Since Atul Gawande’s New Yorker article on end of life and palliative care was published in August, I’ve had numerous conversations with people in the palliative care and geriatric worlds about why it had such an impact. (Beyond the obvious, that he’s a superb writer with a superb platform and a compelling topic.) I don’t think it was so much that he wrote about La Crosse, Wisconsin’s success in getting people to document advanced care plans or that Aetna is allowing some patients “concurrent care” -- letting them get hospice without having to give up their chemo. I think the impact came because he took ownership. This brilliant and eloquent doctor said this is a situation I am not good at. This is something I don’t know how to do. This is something that we need to do better.
Atul was the keynote speaker Tuesday at the Agency for Healthcare Research and Quality annual conference in Bethesda. He covered a lot of ground -- everything from the Oakland A's to battlefield surgery -- but I want to focus on what he said about palliative care, both because it’s a topic I write about a lot and because I was struck by what he said, how he said it, and how it seemed to resonate internally with him, as a policy problem-solver and as a surgeon: what does it mean to care for a patient when there is no cure?
“I was not doing a good job,” he said, recalling the 34 year old lung cancer patient, the mother of a newborn, whose tragic story he shared in his New Yorker article. “I did not know how to tackle it.” Neither do most other doctors, most other hospitals, most parts of our health care system.

## Listed entries
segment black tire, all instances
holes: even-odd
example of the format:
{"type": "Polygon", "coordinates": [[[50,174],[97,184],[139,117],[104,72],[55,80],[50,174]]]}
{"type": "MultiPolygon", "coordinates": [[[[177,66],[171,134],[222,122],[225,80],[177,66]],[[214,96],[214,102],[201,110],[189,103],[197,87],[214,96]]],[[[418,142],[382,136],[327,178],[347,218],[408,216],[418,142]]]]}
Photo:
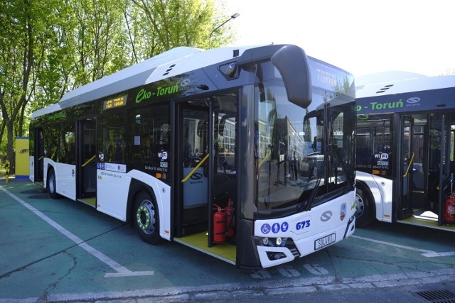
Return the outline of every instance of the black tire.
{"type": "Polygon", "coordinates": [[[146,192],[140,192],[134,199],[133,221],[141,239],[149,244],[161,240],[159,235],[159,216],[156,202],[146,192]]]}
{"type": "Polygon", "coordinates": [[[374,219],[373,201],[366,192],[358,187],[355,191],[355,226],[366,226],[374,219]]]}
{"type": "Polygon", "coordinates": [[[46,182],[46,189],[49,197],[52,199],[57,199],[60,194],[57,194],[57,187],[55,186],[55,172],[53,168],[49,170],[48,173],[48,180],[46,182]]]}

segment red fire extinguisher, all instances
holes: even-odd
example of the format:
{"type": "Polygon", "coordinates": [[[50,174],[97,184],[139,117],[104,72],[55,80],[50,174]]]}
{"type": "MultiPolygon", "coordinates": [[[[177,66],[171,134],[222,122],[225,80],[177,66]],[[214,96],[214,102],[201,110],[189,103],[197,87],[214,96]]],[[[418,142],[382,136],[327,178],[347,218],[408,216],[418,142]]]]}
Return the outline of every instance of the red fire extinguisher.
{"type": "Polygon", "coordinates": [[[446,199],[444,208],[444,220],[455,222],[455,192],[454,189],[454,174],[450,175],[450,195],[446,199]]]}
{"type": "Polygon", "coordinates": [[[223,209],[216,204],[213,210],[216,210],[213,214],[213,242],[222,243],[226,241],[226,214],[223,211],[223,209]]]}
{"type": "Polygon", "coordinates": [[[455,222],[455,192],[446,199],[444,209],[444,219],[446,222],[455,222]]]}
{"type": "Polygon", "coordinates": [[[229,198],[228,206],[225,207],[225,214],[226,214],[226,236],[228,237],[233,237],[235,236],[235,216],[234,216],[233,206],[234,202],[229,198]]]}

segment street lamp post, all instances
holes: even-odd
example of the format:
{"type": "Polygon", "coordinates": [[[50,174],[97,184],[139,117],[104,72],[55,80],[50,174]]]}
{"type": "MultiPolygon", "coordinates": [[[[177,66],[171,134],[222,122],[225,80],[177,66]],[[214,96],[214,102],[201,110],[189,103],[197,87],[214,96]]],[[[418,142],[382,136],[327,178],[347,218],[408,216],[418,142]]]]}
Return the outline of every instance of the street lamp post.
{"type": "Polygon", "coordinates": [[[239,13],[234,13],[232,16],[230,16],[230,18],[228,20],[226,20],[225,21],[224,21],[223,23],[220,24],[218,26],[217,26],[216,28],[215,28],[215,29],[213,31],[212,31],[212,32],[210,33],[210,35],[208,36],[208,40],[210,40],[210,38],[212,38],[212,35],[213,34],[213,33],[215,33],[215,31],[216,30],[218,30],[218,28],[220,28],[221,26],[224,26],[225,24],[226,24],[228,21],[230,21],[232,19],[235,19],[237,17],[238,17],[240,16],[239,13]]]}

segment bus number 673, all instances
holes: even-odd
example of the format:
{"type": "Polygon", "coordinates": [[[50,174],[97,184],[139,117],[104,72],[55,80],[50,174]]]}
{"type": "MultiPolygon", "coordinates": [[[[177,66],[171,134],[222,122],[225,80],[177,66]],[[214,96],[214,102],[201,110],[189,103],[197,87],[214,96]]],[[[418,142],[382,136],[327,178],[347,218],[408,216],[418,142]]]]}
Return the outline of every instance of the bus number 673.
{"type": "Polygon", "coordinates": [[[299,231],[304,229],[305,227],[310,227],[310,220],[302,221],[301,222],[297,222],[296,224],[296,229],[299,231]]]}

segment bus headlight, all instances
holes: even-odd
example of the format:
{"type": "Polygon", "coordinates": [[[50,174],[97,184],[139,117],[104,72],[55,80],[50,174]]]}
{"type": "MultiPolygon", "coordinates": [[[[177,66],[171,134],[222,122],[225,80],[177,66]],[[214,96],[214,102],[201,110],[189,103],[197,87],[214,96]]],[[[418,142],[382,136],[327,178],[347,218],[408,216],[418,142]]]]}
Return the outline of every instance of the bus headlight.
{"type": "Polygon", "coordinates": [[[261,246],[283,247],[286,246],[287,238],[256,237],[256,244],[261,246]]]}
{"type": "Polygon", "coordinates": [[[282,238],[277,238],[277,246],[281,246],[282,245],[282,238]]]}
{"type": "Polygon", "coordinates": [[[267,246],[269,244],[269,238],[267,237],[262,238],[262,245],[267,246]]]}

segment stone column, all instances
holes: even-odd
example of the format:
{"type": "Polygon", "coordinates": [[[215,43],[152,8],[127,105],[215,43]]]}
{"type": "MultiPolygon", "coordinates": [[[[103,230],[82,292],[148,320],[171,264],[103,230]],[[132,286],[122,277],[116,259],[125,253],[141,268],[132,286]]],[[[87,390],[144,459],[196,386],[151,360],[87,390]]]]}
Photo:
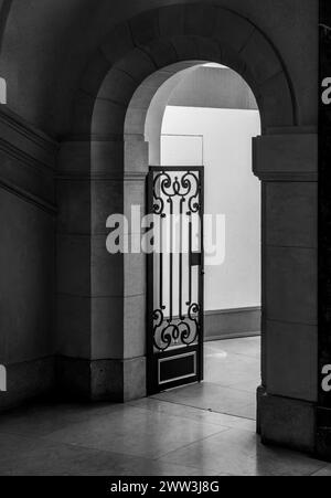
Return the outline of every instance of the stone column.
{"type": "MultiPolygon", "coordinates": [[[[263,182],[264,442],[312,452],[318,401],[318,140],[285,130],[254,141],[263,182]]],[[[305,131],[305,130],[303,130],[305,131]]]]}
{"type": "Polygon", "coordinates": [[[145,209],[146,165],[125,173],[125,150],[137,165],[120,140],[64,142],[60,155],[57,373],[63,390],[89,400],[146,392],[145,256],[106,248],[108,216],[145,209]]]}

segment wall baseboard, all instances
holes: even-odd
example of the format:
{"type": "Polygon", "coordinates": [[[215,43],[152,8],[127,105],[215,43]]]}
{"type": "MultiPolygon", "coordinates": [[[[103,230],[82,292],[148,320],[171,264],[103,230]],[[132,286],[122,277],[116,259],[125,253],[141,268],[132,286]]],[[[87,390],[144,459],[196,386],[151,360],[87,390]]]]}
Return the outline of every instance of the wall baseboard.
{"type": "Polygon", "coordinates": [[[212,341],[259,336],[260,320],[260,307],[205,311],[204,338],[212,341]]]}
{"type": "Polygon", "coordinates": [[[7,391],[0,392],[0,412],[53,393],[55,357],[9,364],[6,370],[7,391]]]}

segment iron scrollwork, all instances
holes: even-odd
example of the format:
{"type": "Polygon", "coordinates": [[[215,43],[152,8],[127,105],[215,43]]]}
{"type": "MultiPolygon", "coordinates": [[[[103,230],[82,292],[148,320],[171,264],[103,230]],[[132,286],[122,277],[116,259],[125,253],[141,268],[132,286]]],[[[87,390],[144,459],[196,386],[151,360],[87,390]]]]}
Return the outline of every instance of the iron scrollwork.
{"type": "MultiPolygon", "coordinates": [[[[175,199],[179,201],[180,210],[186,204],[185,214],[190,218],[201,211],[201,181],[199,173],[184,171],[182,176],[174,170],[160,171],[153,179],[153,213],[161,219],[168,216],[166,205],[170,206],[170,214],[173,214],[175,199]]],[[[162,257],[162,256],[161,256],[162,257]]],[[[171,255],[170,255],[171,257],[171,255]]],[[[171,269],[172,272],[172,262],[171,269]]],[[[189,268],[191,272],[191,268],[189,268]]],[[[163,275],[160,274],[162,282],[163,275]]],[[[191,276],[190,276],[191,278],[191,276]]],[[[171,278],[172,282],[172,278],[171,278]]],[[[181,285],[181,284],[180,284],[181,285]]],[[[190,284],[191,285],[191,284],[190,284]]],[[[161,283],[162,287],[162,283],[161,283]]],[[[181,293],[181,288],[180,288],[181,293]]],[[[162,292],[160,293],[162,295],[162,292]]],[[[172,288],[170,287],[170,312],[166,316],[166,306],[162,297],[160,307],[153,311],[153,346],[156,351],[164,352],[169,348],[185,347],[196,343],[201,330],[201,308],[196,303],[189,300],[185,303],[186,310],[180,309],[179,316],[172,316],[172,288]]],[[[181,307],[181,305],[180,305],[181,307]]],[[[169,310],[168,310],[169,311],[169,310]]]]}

* * *

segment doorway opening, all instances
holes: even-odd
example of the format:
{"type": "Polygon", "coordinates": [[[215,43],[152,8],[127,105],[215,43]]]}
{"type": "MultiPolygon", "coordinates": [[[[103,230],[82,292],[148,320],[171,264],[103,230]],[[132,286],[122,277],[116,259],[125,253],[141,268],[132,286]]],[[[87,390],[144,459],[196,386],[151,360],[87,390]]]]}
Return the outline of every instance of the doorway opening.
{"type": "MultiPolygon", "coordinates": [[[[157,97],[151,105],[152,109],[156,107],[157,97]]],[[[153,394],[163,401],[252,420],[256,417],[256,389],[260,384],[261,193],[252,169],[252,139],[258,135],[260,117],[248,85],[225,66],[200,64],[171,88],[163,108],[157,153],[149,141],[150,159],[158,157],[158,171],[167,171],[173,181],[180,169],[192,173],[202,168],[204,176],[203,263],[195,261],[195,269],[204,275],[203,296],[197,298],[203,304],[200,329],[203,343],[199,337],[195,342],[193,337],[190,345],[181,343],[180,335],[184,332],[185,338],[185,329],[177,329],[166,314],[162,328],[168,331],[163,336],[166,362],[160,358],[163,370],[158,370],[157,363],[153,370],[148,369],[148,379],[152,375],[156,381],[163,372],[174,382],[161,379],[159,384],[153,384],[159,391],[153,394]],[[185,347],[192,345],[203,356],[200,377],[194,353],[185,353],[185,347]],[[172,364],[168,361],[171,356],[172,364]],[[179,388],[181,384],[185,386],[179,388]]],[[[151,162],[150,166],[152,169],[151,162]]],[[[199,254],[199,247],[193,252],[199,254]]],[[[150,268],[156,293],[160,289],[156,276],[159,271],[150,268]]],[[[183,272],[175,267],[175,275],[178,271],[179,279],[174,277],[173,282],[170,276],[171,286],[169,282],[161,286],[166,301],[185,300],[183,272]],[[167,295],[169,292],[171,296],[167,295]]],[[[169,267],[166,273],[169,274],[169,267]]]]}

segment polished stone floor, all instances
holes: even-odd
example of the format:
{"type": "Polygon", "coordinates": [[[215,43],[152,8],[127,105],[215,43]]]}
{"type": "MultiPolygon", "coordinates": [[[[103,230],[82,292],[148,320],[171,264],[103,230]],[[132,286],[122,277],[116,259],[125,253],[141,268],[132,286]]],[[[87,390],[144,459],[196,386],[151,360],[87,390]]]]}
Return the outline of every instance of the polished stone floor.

## Work to be completed
Decide whether each statement below agrees with the passage on palliative care above. Answer yes or no for each, quoting the exact words of the passage that decide it.
1. Gawande gave the keynote address at the Agency for Healthcare Research and Quality annual conference in Bethesda.
2. The writer believes the article's impact came mainly from its account of La Crosse, Wisconsin.
3. The lung cancer patient Gawande recalled was 34 years old and the mother of a newborn.

## Solution to this task
1. Yes: "Atul was the keynote speaker Tuesday at the Agency for Healthcare Research and Quality annual conference in Bethesda."
2. No: "I don’t think it was so much that he wrote about La Crosse, Wisconsin’s success in getting people to document advanced care plans" and "I think the impact came because he took ownership."
3. Yes: "recalling the 34 year old lung cancer patient, the mother of a newborn"